Retype the data below exactly; skip every image.

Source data
◇ ◇ ◇ ◇
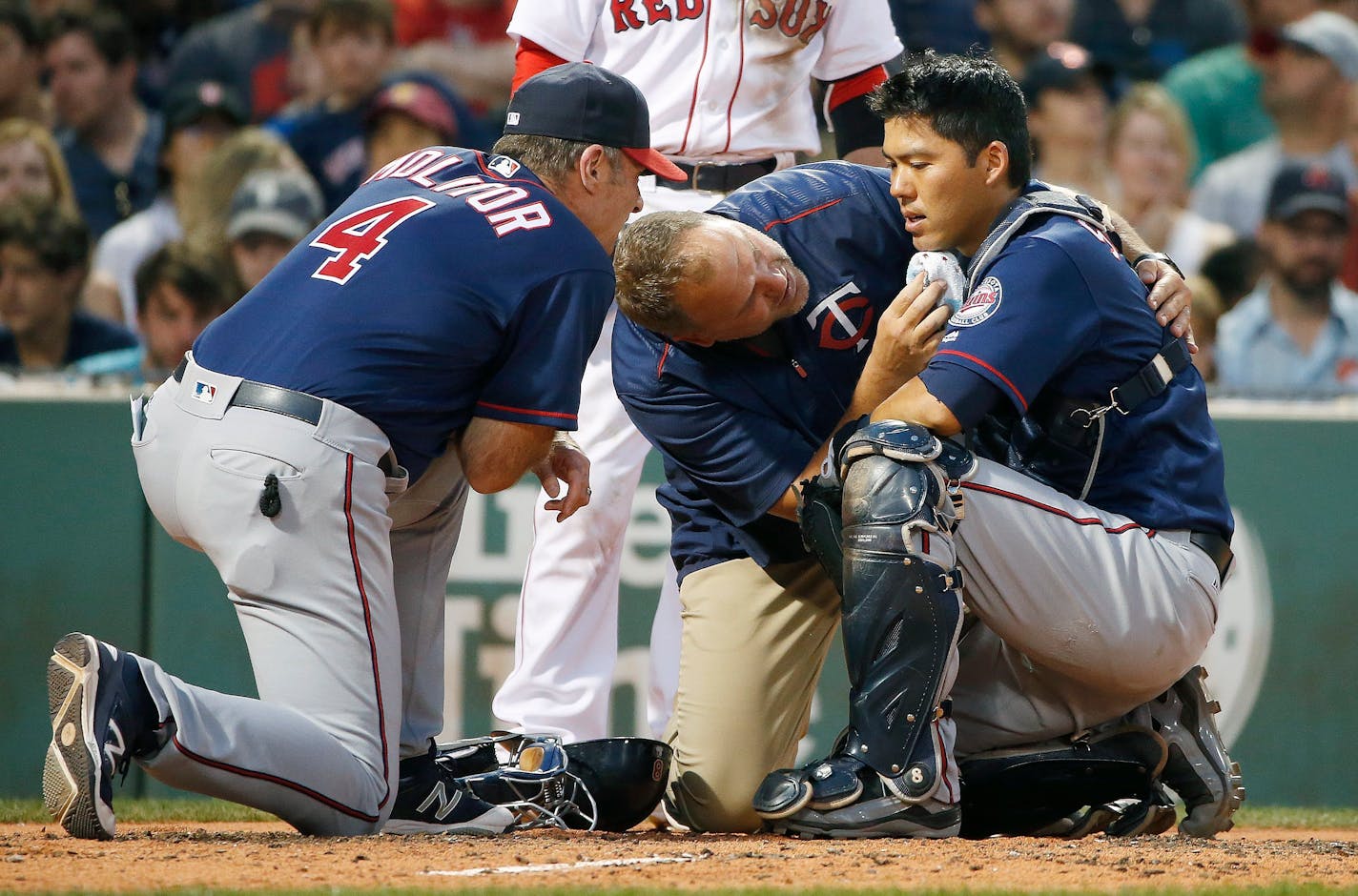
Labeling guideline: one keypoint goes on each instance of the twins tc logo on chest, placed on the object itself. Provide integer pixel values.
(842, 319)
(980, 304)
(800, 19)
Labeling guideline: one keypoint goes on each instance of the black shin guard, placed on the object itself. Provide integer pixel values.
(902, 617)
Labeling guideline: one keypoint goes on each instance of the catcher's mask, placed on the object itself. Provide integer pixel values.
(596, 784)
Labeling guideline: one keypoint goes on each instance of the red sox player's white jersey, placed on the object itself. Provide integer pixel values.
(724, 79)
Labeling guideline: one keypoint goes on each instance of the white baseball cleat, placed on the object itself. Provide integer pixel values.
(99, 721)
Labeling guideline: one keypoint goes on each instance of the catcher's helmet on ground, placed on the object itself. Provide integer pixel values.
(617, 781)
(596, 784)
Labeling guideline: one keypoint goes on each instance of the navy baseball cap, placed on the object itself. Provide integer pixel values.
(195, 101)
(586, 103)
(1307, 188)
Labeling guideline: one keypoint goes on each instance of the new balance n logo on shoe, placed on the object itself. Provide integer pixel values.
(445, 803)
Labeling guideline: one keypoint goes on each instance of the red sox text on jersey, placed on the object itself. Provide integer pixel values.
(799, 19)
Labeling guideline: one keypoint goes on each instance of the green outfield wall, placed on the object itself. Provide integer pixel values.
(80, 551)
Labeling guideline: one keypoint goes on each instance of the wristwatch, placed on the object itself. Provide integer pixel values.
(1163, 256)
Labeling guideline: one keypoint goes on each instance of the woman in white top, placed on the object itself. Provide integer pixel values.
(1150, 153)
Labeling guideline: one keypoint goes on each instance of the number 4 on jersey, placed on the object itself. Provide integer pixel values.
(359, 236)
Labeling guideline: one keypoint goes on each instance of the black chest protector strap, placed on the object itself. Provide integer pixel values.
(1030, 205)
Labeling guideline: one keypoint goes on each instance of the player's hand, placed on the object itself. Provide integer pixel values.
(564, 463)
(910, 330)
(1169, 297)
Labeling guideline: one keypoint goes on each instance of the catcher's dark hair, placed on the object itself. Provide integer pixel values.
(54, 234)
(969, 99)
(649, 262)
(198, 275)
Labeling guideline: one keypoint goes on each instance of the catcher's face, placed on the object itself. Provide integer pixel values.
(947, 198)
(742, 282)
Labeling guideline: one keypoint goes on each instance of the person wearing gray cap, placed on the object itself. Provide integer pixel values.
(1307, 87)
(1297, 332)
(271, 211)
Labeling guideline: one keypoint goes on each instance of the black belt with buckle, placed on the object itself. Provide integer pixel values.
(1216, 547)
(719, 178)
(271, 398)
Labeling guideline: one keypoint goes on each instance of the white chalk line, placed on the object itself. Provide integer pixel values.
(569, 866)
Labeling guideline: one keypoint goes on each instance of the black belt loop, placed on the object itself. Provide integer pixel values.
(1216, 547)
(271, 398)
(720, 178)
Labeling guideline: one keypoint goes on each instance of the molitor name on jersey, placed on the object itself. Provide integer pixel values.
◇ ◇ ◇ ◇
**TASK ANSWER:**
Labeling guideline: one keypoint goes on each instance of the twins tc logo on chest, placed on the object itself. Provide integer pixel values.
(842, 319)
(980, 304)
(800, 19)
Labeling guideline: one keypoint goes on each instance of the black shin guard, placed on the object itself. Provide integer pixel values.
(902, 617)
Labeling guideline: one keypoint goes on each instance of the catcher's mask, placed on the object itself. Provide integer pixel values.
(596, 784)
Labeling guideline: one keypoint goes on each instance of the red sox player's white jersey, placed on the object itself. Provide integer pixel values.
(724, 79)
Labeling guideline: one keypoint goes on each instance of the white baseball cleat, placed on the object itself. Provide integer pixel values.
(99, 721)
Labeling guideline: one keypoint goes on each instance of the catcher's helmet on ground, placed on the object itself. Provide integer pixel values.
(617, 781)
(596, 784)
Labeling guideline: one keypoint goes on each instance of the navy baseball cap, placed on the object itself. Provide integer pixel values.
(195, 101)
(586, 103)
(1307, 188)
Labeling guideline: one keypoint goes on each instance of the new balance n logo on shoe, placed on the object itself. Provide integer pixel values.
(445, 803)
Labeling guideline: one keypoint goes on each instance of the red sox text on jersey, placed on the object itself. Provide integer pixel values.
(799, 19)
Labeling guideline: one keypoint goes on each instance of the green outfield wall, placed on the object itself. Provide integer pixel values.
(80, 551)
Labeling guideline: one keypoint goes on each instance of the wristwatch, placed on the object itself. Provide integer pixel values.
(1163, 256)
Labeling guideline: one keypoint goes on each instance of the woman in white top, placed on the object itself. Provide integer pixel values.
(1150, 153)
Labeling guideline: one keypoint goes on each instance of the number 4 on jersey, placed on the object itself. Provide integer pixel values.
(359, 236)
Labeling guideline: one keypoint goes on each instance of the black chest protector strap, placed on the object itself. Provide integer pixel values.
(1030, 205)
Labeling guideline: one keypoint goes on each instance of the player's hand, placed on the object itself. Provide integer pixel values.
(564, 463)
(910, 330)
(1169, 297)
Labeling guideline: one keypoint goes on each instance of the catcher's dark hair, placed on the object itself. Provide integer pixel values.
(54, 234)
(969, 99)
(649, 262)
(198, 275)
Labeling guideline: one keypoint goes on each instance of the catcher's face, placed on the object itself. Provide integer pixel values.
(947, 198)
(742, 282)
Labeling guideline: one keypoint goes on each instance of the person wearing gray cap, placed on the object itself. Provide integer pixel values.
(1307, 87)
(1297, 332)
(271, 211)
Labeling guideline: one keypoint goes on each instance of the black belt with buckle, placed on the object itself. Provide integer pixel values.
(1216, 547)
(719, 178)
(271, 398)
Labeling guideline: one keypoint goes on each instance of the white chalk line, placed on the object itself. Provide integer pixel values.
(569, 866)
Labeling guideline: one keypoint goes on each instance of the black belt loop, placed on the object itself. Provide integer pixel values.
(1216, 547)
(271, 398)
(720, 178)
Labeling guideline: one keypoint goes on each instance of the molitor name on jersey, placed on the object itself. Provide integer pixel values.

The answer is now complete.